▸ Page excerpt

• Books on European Innovation

    A day after my recent musings, the Wall Street Journal looked at three books on European growth…

    Cousins and Strangers is written by the last British governer to Hong Kong and a former EU commissioner. Most of the text seems to mirror the kind of Bush administration bashing that progressives in the US already do, so nothing new there. It could be interesting for Americans to better understand how Europeans view themselves in relation to the U.S.

    In The Next Superpower? Rockwell Schnabel argues that the EU is a serious global economic force, and Americans need to pay heed. No argument there. He worries about overregulation and Europeans’ inability to take risk in order to make progress.

    It’s Why Europe Will Run the 21st Century that looks like the really interesting read for its counter-intuitive stance. The author, Mark Leonard, points out that two billion people now live in Europe’s “zone of influence” and gradually adopt European ways of doing things. This includes the EU’s 80,000 pages of regulations which, while seeming to hobble flexibility on the surface, is also dramatically changing any country that must obey them upon entry to the EU. So whereas the U.S. uses force to achieve regime change in Afghanistan, Leonard argues that the new power will be softer, as with the EU’s peaceful transformation of “all of Polish society.

▸ What to do
Repeat the blog post on books about European growth, shown above, word for word from start to finish.

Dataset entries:
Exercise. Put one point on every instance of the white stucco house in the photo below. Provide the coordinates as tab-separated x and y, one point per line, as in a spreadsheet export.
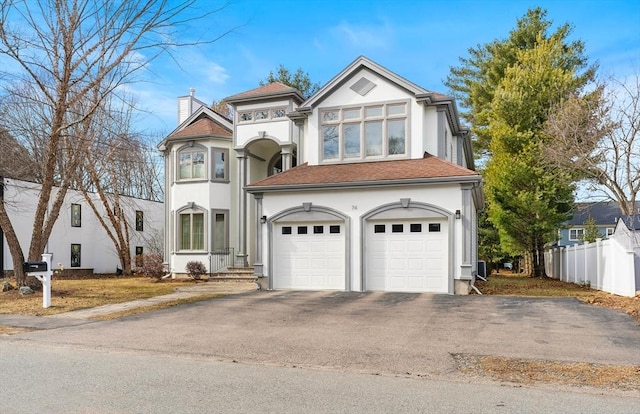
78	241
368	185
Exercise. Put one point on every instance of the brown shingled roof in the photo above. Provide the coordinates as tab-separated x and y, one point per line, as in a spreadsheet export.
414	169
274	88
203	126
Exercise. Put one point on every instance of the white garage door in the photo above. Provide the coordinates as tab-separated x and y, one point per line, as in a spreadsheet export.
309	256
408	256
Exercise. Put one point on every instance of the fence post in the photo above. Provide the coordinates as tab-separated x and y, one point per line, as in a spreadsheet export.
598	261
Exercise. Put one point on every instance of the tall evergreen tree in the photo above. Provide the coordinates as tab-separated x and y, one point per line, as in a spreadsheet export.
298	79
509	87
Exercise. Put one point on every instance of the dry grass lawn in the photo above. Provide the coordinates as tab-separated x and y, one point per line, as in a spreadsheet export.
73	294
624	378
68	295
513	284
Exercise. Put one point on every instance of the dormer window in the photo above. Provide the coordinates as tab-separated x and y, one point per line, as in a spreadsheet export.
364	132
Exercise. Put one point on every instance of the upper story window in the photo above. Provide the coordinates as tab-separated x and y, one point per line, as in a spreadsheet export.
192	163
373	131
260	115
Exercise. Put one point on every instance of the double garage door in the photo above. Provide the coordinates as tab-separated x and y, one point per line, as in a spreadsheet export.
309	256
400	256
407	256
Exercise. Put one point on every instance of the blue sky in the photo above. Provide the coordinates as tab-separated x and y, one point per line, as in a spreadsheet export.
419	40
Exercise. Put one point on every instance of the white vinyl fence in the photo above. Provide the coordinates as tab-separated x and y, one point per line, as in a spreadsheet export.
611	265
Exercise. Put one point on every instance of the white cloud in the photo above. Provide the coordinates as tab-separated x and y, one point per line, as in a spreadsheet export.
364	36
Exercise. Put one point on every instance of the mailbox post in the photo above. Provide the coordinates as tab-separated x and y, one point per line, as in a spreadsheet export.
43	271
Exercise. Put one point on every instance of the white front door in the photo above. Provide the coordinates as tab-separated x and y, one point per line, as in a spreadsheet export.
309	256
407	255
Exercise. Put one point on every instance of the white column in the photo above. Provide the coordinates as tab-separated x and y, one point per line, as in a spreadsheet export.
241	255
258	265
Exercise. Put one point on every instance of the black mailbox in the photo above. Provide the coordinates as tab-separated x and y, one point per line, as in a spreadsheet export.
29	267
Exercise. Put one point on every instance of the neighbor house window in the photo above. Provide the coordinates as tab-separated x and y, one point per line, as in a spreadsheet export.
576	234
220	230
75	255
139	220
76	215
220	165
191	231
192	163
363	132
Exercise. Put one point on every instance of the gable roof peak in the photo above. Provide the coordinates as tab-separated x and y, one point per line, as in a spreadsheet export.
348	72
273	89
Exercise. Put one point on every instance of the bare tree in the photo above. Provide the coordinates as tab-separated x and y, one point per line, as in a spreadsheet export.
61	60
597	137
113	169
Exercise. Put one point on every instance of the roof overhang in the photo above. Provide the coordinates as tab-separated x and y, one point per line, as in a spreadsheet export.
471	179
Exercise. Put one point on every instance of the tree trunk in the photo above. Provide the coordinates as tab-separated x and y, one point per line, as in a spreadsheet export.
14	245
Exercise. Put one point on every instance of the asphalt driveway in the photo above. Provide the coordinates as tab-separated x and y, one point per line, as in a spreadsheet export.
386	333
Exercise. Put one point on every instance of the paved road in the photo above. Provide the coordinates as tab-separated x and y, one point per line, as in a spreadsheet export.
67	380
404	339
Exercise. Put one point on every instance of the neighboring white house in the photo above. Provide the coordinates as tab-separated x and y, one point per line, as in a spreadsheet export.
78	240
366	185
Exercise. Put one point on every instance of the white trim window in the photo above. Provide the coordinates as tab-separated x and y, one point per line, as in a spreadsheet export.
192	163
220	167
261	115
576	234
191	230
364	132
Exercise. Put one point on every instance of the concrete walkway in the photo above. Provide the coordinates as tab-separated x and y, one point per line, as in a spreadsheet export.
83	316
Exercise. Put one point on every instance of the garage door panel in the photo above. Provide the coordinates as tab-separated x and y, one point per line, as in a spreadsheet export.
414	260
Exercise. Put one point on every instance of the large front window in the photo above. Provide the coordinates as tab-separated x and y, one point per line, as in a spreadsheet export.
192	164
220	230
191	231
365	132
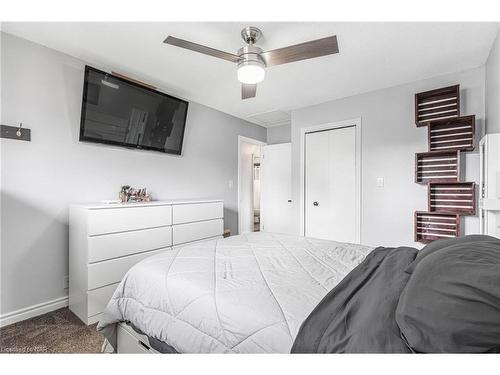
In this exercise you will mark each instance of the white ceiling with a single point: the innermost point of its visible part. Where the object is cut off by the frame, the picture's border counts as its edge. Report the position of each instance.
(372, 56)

▸ Result for this exercise
• Books on European Innovation

    A day after my recent musings, the Wall Street Journal looked at three books on European growth…

    Cousins and Strangers is written by the last British governer to Hong Kong and a former EU commissioner. Most of the text seems to mirror the kind of Bush administration bashing that progressives in the US already do, so nothing new there. It could be interesting for Americans to better understand how Europeans view themselves in relation to the U.S.

    In The Next Superpower? Rockwell Schnabel argues that the EU is a serious global economic force, and Americans need to pay heed. No argument there. He worries about overregulation and Europeans’ inability to take risk in order to make progress.

    It’s Why Europe Will Run the 21st Century that looks like the really interesting read for its counter-intuitive stance. The author, Mark Leonard, points out that two billion people now live in Europe’s “zone of influence” and gradually adopt European ways of doing things. This includes the EU’s 80,000 pages of regulations which, while seeming to hobble flexibility on the surface, is also dramatically changing any country that must obey them upon entry to the EU. So whereas the U.S. uses force to achieve regime change in Afghanistan, Leonard argues that the new power will be softer, as with the EU’s peaceful transformation of “all of Polish society.